• **Task statement**: Return only the lines of the data below from the line with "Target: textured ceiling" up to and including the line with "Pick out every instance of the pectoral", exactly as written, with the pictures omitted.

Recorded data
#####

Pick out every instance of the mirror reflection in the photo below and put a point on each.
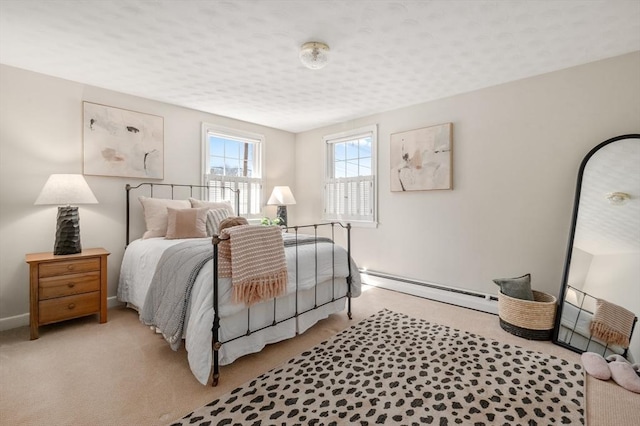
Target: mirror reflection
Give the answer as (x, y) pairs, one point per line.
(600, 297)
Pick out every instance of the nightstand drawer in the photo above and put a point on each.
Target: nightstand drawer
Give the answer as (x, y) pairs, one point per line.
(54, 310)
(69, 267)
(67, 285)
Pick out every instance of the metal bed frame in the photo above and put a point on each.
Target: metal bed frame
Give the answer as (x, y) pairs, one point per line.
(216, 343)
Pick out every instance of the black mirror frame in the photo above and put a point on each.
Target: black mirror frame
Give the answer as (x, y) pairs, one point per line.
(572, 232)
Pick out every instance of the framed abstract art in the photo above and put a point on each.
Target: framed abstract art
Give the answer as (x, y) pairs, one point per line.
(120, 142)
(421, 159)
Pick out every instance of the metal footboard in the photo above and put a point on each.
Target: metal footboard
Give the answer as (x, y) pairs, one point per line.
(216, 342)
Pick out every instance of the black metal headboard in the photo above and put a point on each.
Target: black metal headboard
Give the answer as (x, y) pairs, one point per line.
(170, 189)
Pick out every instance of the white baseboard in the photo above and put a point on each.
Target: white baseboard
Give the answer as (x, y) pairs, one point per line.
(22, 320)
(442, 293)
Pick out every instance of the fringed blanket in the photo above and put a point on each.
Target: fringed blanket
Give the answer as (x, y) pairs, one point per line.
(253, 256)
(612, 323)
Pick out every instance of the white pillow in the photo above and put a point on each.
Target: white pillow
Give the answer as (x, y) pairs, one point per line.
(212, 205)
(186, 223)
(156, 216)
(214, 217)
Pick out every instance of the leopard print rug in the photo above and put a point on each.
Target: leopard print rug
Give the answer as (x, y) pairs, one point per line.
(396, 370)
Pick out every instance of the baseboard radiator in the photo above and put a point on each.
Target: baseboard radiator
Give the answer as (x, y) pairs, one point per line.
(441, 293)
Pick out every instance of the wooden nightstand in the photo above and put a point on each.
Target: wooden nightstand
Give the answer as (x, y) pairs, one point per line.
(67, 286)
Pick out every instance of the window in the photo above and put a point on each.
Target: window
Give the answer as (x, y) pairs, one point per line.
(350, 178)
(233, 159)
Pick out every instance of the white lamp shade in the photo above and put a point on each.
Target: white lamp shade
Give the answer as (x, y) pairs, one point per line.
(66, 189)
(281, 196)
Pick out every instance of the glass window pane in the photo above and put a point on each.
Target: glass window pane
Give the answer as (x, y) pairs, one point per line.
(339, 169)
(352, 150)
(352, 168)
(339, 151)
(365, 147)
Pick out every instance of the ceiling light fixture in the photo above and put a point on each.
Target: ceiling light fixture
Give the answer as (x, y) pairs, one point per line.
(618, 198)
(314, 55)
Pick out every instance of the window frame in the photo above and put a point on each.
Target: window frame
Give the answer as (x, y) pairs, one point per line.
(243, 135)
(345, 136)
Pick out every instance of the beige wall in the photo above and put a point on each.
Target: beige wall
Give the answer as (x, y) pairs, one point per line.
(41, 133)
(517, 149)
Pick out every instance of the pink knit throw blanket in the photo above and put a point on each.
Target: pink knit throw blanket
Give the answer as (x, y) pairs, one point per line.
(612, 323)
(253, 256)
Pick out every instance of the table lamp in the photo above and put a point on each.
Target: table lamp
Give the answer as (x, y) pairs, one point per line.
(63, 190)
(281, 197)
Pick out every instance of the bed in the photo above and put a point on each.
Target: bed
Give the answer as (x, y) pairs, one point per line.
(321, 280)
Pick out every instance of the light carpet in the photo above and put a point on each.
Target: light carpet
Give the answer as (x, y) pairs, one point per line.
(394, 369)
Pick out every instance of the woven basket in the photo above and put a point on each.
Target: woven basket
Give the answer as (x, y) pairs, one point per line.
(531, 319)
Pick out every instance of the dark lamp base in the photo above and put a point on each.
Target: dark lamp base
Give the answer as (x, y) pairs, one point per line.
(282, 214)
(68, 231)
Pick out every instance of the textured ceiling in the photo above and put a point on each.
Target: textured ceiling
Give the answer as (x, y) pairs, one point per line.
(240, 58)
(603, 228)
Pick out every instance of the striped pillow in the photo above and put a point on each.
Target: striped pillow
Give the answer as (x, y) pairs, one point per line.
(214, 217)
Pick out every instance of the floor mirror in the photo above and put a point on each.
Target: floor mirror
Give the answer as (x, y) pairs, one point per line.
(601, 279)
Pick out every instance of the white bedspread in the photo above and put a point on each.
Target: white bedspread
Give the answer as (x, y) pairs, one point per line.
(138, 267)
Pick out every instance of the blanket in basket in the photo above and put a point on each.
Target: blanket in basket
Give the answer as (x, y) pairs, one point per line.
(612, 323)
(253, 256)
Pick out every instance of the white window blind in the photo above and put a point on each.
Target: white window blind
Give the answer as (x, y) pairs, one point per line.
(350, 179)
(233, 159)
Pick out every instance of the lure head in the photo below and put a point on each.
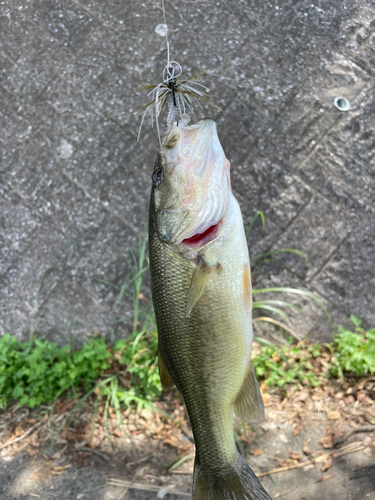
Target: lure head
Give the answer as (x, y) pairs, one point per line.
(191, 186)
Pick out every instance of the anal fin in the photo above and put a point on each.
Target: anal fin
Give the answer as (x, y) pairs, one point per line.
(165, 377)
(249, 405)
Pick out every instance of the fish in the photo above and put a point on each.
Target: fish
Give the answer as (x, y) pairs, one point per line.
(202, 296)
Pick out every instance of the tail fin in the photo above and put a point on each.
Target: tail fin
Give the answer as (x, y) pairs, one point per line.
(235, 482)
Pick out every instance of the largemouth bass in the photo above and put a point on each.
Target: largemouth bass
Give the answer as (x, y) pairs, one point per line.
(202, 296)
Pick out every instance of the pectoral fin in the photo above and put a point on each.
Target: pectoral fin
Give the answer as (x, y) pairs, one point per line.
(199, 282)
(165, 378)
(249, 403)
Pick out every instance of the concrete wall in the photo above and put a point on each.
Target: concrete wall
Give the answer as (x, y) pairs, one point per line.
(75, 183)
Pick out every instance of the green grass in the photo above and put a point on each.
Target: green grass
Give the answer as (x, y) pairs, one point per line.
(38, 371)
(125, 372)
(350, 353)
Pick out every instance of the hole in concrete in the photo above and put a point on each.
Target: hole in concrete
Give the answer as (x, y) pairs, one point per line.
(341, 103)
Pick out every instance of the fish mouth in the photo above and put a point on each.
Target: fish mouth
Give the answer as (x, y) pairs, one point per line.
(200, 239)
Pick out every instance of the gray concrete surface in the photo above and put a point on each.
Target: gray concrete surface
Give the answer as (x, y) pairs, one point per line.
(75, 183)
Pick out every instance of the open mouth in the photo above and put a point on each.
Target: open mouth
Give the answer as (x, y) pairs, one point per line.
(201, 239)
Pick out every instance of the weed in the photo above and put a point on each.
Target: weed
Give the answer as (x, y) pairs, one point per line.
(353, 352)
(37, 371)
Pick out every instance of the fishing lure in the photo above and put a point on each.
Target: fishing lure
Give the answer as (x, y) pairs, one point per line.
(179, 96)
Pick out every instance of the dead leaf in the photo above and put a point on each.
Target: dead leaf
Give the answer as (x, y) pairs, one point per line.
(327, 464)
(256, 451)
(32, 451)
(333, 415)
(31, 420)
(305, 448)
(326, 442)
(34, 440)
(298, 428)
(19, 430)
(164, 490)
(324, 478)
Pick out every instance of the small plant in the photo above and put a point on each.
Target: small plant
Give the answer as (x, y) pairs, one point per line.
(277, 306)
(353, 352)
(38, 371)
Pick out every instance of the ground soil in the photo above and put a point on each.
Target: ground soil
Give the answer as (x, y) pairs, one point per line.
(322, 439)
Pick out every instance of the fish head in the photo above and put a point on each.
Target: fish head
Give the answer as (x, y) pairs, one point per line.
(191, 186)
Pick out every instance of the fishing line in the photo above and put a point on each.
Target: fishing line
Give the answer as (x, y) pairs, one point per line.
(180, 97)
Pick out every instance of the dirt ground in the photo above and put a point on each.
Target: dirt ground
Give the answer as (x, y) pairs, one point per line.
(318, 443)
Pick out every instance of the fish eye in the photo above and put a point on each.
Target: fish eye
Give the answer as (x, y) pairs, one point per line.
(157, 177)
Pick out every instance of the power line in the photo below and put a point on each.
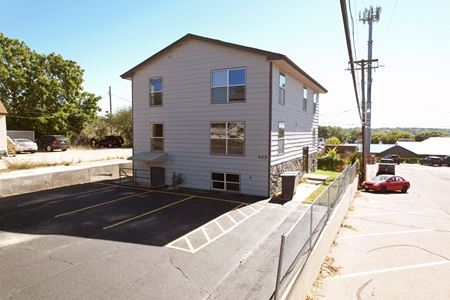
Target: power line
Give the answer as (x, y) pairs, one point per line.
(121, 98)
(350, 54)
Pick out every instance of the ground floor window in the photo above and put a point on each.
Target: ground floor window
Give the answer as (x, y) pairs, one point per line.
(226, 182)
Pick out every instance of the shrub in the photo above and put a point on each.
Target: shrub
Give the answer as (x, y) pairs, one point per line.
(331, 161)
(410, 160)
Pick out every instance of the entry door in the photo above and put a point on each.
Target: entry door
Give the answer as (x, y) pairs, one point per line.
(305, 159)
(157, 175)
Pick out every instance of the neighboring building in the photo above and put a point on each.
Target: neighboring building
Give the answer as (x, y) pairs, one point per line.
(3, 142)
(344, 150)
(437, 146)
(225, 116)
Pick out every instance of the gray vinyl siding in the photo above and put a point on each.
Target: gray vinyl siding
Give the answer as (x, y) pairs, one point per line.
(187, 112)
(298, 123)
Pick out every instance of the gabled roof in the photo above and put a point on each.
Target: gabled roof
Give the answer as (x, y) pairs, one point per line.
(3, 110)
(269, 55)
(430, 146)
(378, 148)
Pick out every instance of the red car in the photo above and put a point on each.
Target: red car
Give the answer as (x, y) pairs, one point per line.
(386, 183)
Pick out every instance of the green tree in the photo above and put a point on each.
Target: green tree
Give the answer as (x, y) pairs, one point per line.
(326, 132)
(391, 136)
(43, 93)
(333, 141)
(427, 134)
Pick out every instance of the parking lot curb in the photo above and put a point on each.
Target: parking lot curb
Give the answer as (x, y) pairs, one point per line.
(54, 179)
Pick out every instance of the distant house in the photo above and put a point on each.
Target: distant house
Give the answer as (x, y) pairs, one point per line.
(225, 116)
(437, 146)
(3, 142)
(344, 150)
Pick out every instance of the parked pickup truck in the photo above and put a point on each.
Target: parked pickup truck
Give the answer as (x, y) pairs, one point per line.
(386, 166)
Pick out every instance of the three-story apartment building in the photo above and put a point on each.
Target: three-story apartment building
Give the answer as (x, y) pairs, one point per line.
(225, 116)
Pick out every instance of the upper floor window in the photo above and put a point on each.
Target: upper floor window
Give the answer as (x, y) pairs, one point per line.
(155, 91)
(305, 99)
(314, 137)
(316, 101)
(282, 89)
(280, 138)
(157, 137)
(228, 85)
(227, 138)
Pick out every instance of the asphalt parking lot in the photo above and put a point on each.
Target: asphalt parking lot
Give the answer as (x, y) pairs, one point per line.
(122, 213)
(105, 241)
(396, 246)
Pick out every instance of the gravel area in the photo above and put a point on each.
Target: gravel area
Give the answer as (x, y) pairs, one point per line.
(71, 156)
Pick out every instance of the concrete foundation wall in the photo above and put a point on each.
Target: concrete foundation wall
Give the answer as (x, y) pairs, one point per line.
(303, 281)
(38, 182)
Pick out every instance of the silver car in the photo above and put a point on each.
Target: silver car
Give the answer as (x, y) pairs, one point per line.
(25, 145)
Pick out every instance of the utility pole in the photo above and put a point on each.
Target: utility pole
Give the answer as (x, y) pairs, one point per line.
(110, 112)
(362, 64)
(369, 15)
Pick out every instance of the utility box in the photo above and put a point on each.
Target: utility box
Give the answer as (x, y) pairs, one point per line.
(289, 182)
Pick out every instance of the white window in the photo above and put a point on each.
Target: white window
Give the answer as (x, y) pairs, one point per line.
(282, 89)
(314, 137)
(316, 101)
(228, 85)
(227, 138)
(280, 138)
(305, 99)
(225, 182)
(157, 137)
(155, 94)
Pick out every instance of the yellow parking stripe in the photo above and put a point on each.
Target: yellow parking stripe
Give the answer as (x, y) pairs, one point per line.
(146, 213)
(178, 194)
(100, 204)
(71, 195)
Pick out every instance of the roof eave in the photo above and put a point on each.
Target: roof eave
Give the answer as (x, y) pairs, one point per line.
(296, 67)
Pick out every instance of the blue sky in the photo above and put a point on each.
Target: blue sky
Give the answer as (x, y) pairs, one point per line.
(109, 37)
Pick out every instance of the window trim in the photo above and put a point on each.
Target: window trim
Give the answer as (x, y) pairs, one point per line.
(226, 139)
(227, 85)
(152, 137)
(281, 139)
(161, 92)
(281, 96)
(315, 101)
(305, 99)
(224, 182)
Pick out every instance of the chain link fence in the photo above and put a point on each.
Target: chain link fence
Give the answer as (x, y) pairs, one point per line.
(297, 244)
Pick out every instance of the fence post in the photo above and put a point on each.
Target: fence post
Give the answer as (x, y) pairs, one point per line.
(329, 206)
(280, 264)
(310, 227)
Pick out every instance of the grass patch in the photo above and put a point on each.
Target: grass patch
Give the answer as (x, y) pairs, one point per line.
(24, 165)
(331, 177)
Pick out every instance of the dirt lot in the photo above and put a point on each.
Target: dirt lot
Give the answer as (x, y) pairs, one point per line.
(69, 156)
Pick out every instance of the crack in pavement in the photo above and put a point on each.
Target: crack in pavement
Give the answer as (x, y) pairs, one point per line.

#####

• **Response to the exercise**:
Target: textured ceiling
Give the answer as (x, y) pairs, one point per line.
(240, 58)
(603, 228)
Pick out every instance of the striped pillow in the photo above and put a point on each.
Target: striped pillow
Give the answer as (x, y) pairs, one point per line.
(214, 217)
Pick out every instance of the floor mirror in the photo above and put a point on each.
Target: floor mirror
Give the answer as (x, y) pairs, one point per line.
(601, 279)
Pick out every instance of the white bedspread in the photo above and put a point on each.
Target: white bedspread
Give the answer as (x, y) pairs, one point per line.
(138, 267)
Pick out every instance of the blanket in basket in the photo above and put a point on each.
Target: blanket in basket
Give the answer as (x, y) pairs, one point per line.
(612, 323)
(253, 256)
Pick out every instance of the white window blind in the photo above and put a point on each.
Target: white window blind
Give the answer as (x, y) pairs, one point per line.
(350, 179)
(233, 159)
Pick out every instance of the lure head in the photo below and put a point on each.
Target: lure head
Give the answer as (x, y) pairs, one point per line.
(191, 186)
Pick out every instance of the anal fin in the photo above and put a point on each.
Target: anal fin
Give the answer as (x, y) pairs, one point per line.
(165, 377)
(249, 405)
Pick out every instance of the fish in the photo above and put a point on each.
Target: fish
Give the answer as (x, y) pairs, one point per line.
(202, 296)
Pick out every instance of the tail fin in the photo above and put a point on each.
Target: tail fin
Give the answer as (x, y) pairs, one point per line.
(235, 482)
Pick out every instance of the largemouth bass in the photo above and put a point on each.
Target: largemouth bass
Give the answer as (x, y) pairs, one point per line.
(202, 296)
Pick out every instance of the pectoral fin in the photo above and put a point on each.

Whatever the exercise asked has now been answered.